[What the task asks]: List every line in the items below that contains the word "haze", copying each one in full.

### Available data

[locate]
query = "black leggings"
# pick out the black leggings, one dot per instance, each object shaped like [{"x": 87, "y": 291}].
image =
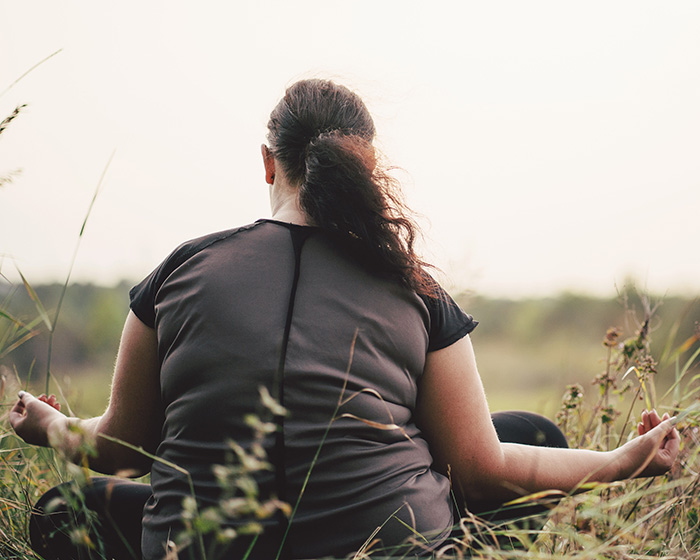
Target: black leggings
[{"x": 113, "y": 507}]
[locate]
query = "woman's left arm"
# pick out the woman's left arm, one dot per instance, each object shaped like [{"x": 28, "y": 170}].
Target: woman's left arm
[{"x": 134, "y": 414}]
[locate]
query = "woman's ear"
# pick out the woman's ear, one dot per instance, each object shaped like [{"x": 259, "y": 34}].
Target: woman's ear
[{"x": 269, "y": 163}]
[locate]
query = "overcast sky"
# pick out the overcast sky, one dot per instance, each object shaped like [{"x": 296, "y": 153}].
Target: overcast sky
[{"x": 548, "y": 146}]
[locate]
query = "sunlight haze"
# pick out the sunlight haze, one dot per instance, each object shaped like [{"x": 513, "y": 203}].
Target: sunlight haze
[{"x": 547, "y": 146}]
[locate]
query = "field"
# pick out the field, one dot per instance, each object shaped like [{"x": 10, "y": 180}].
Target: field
[{"x": 556, "y": 356}]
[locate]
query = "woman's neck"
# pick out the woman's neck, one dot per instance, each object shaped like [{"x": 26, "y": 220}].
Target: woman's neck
[{"x": 284, "y": 203}]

######

[Completed exercise]:
query = "sunlight haze"
# pick out the sunlight haze, one dot per instance, each object shaped like [{"x": 513, "y": 203}].
Target: sunlight haze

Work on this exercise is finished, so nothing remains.